§ DIRECTIONS
Using the records below, give again exactly the lines from the line that contains "x=597 y=241" through the line that contains "x=537 y=237", both ends included, and only those.

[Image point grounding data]
*** Begin section ***
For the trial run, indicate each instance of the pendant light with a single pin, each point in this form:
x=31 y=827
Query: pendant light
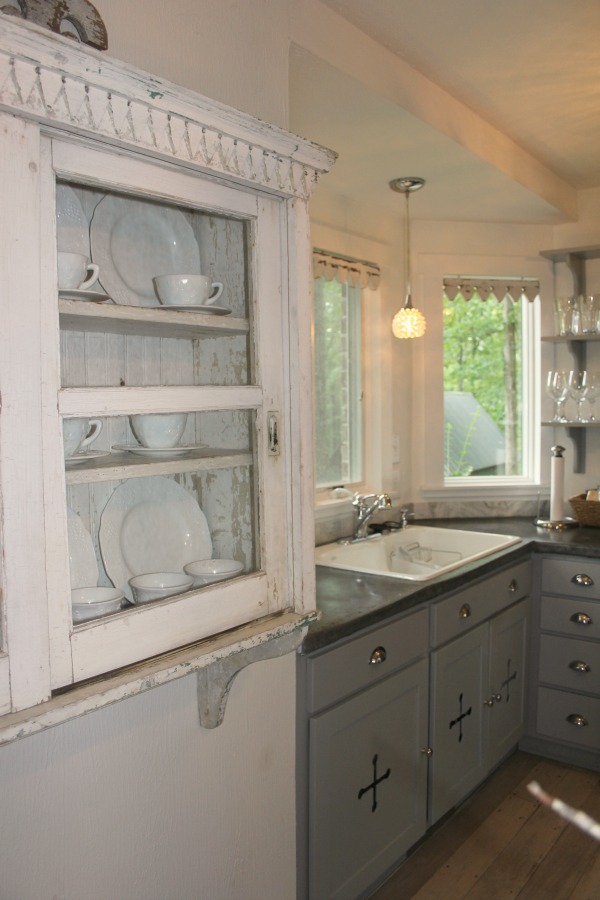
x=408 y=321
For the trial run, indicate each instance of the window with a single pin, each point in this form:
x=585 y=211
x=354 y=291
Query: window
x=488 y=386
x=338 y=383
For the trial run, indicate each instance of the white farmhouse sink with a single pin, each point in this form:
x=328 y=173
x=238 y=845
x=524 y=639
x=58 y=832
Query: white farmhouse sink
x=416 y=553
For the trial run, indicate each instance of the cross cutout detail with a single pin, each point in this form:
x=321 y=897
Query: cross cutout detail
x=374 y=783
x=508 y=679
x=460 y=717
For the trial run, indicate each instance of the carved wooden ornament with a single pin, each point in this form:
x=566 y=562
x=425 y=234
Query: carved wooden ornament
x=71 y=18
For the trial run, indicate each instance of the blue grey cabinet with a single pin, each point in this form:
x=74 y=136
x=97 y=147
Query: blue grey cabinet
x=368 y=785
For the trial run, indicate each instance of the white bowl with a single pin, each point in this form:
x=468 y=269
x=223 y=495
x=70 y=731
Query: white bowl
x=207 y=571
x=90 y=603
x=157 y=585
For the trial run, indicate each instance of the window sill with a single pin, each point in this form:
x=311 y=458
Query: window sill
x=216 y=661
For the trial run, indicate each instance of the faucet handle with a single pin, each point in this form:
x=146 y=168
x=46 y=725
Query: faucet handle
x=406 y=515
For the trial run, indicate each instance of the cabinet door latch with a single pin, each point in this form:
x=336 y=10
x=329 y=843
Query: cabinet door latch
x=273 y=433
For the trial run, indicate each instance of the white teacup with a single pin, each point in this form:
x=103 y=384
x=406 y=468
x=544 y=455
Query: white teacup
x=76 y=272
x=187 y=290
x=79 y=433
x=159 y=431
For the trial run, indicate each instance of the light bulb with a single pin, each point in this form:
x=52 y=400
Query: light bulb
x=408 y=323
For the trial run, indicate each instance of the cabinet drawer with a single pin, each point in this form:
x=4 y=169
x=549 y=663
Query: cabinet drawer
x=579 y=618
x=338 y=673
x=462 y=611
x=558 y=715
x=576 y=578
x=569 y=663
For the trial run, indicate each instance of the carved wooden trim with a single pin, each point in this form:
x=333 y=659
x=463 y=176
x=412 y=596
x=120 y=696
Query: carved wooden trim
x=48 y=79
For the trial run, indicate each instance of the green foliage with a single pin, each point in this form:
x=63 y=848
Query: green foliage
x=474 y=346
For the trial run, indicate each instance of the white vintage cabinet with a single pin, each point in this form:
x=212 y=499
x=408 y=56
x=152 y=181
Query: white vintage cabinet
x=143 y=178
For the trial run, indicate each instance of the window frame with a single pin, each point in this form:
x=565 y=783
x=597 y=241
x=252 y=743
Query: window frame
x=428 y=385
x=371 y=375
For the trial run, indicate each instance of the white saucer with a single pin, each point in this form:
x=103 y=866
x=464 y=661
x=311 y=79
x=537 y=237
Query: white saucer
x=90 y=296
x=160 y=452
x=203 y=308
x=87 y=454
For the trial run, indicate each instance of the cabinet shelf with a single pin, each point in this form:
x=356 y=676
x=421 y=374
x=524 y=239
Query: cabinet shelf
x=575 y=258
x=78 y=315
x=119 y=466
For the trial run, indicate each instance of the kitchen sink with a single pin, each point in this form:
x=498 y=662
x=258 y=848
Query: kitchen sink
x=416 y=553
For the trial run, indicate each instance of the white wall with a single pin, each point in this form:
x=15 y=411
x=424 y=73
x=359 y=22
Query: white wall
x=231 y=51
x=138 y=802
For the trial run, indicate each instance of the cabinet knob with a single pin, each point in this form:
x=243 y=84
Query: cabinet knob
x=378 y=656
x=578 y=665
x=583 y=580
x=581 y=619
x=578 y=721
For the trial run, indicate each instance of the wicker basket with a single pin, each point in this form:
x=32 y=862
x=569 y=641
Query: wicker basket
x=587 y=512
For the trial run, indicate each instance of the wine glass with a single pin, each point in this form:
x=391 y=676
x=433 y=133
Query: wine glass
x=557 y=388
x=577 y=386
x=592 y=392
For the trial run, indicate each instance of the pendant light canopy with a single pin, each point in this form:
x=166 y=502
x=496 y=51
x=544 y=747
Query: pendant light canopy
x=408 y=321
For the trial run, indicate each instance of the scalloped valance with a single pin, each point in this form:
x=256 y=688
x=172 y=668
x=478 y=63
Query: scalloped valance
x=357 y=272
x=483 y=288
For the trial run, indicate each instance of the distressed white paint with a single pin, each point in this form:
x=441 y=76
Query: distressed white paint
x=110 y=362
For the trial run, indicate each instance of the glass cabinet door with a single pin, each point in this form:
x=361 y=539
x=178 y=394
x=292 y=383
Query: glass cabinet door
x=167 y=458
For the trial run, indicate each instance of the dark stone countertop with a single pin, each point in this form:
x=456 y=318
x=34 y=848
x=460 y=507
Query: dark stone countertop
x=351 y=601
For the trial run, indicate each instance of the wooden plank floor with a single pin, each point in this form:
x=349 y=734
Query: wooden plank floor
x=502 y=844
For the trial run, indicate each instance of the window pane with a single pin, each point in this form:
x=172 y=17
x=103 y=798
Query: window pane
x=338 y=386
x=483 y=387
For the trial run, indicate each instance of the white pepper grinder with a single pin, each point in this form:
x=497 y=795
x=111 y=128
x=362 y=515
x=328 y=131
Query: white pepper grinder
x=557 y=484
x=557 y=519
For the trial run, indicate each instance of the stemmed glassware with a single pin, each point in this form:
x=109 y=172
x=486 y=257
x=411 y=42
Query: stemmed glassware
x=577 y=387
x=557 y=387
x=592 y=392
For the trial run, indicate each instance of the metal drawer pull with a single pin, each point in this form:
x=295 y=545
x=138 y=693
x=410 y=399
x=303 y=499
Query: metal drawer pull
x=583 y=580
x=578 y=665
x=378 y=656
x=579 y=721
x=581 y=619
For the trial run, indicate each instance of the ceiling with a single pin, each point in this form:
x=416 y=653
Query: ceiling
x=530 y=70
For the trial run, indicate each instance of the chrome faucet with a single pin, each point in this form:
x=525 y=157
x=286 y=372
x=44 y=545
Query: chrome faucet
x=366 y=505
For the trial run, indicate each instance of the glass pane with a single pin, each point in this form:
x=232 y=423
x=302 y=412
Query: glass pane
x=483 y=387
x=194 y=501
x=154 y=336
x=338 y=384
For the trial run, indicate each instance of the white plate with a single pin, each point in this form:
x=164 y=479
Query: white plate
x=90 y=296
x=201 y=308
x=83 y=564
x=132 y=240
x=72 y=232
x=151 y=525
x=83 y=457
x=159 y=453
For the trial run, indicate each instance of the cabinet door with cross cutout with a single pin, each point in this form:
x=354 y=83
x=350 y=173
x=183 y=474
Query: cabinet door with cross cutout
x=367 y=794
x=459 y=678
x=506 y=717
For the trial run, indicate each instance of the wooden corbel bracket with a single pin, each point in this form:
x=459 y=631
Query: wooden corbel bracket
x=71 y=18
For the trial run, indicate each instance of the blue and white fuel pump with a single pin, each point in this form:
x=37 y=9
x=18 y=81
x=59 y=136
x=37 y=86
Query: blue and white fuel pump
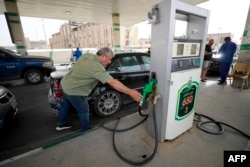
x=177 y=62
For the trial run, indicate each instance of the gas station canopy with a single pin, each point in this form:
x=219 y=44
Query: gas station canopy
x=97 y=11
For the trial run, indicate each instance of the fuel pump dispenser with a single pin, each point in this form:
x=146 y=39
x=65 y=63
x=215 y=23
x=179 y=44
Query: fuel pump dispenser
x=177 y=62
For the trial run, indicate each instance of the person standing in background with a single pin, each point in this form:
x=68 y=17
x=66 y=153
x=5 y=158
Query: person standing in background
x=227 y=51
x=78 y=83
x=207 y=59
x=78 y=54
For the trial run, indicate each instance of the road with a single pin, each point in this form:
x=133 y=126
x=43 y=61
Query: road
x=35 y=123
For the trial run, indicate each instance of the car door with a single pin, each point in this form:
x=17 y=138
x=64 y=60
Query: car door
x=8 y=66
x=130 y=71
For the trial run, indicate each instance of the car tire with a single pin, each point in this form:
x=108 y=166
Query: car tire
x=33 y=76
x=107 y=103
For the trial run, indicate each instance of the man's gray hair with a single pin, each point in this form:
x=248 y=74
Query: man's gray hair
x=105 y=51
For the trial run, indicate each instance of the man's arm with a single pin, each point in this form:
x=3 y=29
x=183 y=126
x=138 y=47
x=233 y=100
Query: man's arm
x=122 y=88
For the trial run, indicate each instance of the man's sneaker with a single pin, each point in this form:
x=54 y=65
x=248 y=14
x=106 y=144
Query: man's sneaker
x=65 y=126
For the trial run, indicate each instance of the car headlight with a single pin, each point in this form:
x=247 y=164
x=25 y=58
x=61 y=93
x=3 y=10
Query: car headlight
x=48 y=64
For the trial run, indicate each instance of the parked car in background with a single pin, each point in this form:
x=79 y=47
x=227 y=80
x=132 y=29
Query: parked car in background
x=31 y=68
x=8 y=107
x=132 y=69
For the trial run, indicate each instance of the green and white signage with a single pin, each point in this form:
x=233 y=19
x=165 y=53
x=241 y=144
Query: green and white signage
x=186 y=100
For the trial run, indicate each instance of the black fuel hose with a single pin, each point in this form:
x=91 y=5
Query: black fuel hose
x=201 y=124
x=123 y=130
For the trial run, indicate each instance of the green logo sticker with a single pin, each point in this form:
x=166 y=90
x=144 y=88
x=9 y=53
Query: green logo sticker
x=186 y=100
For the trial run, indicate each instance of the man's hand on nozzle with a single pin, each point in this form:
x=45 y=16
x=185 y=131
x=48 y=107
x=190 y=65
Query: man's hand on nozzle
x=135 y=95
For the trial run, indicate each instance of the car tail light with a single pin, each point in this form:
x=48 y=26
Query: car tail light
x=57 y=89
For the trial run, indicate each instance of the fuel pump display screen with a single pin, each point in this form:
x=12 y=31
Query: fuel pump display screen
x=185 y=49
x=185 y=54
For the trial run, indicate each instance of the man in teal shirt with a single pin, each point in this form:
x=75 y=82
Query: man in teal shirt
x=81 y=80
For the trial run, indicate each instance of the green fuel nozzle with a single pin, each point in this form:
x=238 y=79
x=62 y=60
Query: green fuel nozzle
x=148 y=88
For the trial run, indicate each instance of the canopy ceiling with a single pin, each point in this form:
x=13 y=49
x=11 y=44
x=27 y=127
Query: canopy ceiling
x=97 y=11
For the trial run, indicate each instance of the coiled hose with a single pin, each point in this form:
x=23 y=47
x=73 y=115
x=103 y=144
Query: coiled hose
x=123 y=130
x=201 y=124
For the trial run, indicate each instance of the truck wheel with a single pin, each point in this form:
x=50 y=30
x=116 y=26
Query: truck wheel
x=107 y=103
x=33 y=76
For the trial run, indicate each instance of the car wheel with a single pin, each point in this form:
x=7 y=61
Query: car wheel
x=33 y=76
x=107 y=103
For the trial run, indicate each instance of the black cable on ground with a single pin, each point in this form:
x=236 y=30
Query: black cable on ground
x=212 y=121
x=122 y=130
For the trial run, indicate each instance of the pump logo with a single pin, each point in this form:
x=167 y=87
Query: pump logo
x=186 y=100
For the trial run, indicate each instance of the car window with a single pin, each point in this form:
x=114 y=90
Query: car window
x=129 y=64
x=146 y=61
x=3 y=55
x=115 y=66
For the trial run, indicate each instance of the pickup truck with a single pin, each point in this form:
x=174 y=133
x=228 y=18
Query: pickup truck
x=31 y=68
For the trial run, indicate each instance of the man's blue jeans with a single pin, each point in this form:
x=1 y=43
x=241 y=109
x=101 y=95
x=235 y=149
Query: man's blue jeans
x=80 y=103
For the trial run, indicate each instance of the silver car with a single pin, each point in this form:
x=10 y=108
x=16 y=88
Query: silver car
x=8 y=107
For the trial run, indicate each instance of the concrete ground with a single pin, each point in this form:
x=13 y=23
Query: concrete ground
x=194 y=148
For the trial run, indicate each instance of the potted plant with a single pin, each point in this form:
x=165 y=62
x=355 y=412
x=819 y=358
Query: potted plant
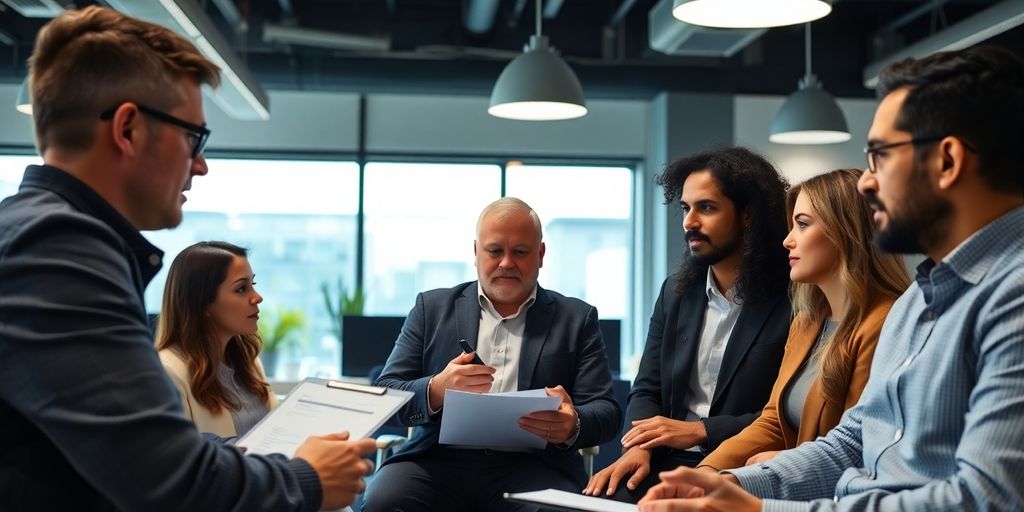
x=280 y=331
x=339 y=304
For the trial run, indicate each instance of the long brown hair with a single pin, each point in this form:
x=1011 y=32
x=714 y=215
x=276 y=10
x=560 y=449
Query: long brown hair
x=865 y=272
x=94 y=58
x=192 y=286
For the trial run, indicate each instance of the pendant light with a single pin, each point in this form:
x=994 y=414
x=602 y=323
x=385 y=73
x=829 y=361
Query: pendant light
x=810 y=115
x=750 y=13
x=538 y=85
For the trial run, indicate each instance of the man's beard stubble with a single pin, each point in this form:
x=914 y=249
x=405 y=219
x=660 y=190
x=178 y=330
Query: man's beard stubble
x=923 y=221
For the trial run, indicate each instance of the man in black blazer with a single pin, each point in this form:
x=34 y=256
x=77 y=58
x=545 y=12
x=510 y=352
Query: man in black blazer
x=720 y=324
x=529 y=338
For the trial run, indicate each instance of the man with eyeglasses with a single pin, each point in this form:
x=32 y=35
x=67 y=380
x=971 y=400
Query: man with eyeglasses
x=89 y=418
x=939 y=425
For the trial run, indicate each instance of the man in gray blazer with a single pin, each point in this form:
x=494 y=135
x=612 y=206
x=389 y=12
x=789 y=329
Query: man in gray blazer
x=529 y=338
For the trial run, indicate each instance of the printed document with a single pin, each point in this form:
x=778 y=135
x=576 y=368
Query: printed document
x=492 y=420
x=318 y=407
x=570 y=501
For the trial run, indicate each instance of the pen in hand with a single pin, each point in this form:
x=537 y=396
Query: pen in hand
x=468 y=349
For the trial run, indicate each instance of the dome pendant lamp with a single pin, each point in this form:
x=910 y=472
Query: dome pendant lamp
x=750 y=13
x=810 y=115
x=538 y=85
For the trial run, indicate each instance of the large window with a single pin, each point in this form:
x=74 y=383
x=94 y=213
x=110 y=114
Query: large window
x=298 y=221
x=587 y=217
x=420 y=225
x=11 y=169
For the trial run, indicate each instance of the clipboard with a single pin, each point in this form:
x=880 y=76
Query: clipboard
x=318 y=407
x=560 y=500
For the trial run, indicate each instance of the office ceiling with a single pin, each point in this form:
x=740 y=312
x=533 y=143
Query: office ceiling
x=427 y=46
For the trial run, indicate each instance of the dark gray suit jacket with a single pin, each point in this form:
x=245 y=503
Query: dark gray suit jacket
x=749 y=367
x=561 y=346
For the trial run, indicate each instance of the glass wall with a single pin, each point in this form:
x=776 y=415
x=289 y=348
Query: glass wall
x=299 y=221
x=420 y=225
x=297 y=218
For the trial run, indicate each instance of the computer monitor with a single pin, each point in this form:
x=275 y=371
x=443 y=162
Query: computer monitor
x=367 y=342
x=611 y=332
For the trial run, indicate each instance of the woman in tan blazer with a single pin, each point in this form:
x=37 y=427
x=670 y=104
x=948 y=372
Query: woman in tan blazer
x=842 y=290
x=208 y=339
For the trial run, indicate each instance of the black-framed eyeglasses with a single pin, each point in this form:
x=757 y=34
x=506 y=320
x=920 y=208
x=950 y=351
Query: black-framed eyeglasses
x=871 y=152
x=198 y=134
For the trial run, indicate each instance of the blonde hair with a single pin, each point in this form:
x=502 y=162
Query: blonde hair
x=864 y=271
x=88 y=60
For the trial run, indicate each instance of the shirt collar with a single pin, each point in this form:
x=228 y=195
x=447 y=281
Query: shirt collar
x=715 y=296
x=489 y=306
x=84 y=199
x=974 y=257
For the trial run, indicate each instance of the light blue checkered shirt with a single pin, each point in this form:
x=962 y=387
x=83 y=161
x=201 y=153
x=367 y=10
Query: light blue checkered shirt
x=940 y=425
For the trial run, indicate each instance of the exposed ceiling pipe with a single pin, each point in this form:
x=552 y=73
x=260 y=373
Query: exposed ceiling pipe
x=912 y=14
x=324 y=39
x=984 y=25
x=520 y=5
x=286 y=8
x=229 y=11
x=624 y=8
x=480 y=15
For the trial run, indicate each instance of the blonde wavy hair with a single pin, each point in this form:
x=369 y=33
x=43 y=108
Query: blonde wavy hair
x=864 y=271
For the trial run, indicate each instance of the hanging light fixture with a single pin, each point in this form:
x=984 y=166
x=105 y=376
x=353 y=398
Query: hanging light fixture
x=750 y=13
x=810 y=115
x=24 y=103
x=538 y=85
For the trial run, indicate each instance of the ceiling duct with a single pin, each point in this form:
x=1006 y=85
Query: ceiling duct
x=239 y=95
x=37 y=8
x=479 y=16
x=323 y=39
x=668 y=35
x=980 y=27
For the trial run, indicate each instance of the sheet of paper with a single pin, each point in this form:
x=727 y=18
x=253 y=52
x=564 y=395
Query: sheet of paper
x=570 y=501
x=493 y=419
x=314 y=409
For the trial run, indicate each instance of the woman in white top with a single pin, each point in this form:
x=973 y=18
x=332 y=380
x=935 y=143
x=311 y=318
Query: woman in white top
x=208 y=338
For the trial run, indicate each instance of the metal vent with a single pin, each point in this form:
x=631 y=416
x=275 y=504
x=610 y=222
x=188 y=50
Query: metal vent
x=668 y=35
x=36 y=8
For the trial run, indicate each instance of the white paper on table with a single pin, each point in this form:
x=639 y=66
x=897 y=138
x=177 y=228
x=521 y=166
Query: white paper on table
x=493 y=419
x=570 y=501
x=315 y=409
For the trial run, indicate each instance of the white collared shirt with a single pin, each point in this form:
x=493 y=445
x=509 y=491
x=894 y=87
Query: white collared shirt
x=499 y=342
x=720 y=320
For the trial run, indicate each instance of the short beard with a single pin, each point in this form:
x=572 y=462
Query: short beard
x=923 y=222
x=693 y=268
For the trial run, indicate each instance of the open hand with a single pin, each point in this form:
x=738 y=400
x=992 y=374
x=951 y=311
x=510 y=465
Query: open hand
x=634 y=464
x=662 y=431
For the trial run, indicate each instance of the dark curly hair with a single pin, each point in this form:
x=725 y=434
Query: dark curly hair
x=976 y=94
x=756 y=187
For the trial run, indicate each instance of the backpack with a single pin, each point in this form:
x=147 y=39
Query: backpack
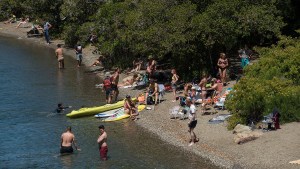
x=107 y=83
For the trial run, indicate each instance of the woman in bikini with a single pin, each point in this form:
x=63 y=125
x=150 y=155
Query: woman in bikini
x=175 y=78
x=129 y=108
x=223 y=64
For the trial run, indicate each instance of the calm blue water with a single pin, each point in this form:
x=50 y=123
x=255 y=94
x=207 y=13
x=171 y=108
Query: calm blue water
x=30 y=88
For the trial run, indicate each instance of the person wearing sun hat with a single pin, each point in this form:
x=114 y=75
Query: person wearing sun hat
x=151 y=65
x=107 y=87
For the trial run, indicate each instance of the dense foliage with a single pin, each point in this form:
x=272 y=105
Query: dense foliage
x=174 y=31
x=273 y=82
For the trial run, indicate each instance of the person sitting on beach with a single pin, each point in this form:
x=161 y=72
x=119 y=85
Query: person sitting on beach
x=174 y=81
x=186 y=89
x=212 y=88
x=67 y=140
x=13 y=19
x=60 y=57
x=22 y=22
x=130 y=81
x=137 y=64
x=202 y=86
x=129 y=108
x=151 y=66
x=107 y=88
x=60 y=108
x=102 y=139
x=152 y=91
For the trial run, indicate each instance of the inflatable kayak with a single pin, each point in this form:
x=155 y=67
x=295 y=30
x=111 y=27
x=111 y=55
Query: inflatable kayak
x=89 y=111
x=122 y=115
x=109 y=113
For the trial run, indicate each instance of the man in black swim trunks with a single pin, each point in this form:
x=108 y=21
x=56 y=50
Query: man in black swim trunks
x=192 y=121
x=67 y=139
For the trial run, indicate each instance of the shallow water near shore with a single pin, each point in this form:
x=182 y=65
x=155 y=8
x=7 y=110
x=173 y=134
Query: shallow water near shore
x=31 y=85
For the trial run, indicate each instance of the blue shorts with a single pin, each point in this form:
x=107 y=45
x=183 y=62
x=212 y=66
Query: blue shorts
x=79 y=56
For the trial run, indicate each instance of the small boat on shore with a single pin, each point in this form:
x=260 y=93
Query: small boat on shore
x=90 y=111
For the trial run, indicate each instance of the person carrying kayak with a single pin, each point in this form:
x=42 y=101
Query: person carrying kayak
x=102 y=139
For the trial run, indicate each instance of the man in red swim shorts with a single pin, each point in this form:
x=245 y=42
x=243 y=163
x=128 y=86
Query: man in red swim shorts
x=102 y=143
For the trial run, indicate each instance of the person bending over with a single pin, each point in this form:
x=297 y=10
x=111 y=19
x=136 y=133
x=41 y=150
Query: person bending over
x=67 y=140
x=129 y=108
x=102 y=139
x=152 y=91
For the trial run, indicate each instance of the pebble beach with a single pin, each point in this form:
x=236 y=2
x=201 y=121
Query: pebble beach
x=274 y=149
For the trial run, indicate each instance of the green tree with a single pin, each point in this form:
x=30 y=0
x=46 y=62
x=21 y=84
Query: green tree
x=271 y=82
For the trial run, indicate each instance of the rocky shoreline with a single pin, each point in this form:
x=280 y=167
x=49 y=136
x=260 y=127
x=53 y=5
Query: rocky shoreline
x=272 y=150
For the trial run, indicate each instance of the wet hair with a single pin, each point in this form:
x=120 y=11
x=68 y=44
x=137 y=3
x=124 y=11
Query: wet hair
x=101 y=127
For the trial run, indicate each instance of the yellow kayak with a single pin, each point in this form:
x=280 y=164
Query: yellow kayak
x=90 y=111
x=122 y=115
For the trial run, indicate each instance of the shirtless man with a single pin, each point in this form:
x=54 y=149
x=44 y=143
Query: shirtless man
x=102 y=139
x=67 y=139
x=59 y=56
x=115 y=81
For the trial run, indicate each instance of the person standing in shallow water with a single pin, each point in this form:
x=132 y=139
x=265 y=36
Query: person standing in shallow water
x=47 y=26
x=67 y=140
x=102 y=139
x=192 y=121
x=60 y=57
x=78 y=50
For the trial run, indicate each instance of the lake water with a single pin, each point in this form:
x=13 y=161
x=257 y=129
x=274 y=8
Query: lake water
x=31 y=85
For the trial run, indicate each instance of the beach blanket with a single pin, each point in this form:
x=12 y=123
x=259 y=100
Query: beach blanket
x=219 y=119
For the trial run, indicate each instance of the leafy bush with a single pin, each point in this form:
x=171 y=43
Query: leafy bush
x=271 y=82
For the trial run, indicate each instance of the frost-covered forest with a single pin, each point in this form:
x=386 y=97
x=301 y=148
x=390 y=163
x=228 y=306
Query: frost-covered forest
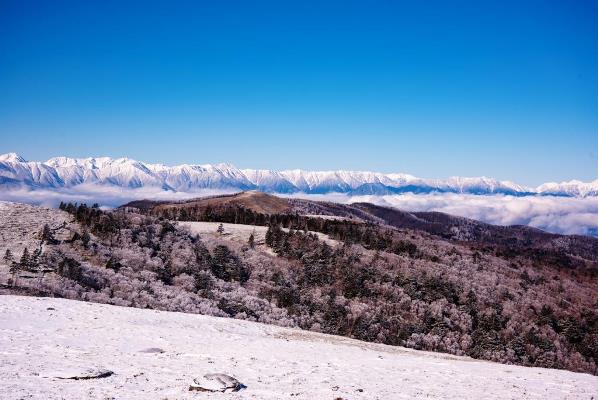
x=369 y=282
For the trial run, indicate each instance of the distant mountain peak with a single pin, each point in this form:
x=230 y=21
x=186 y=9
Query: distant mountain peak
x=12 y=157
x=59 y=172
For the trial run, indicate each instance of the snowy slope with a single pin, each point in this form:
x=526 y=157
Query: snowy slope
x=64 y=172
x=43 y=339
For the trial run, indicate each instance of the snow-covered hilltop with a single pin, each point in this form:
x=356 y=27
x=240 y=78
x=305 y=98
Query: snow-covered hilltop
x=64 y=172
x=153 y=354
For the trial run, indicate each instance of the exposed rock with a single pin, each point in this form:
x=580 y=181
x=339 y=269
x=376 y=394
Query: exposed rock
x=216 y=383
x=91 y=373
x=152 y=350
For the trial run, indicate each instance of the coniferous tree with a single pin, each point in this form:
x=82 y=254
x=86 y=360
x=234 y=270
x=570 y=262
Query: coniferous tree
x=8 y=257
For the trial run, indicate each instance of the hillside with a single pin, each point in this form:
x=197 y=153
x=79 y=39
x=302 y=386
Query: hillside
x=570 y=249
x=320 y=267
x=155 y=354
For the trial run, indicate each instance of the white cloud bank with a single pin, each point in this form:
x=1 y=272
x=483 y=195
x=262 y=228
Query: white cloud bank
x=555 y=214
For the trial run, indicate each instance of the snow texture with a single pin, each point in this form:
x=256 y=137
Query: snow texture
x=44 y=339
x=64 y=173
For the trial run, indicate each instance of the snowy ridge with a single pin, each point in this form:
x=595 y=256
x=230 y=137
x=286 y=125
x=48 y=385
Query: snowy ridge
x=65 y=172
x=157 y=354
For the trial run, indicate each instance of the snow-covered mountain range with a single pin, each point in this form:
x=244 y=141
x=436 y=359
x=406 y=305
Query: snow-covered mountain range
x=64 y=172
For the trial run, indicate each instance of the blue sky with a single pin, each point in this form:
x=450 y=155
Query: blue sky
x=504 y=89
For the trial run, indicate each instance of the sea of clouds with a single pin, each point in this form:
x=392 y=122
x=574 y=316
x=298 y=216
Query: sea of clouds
*** End section ***
§ ANSWER
x=597 y=241
x=252 y=743
Query: window frame
x=428 y=385
x=371 y=375
For the trial run, indicate each instance of the white saucer with a single pin, each point in this form:
x=103 y=866
x=464 y=661
x=311 y=79
x=537 y=237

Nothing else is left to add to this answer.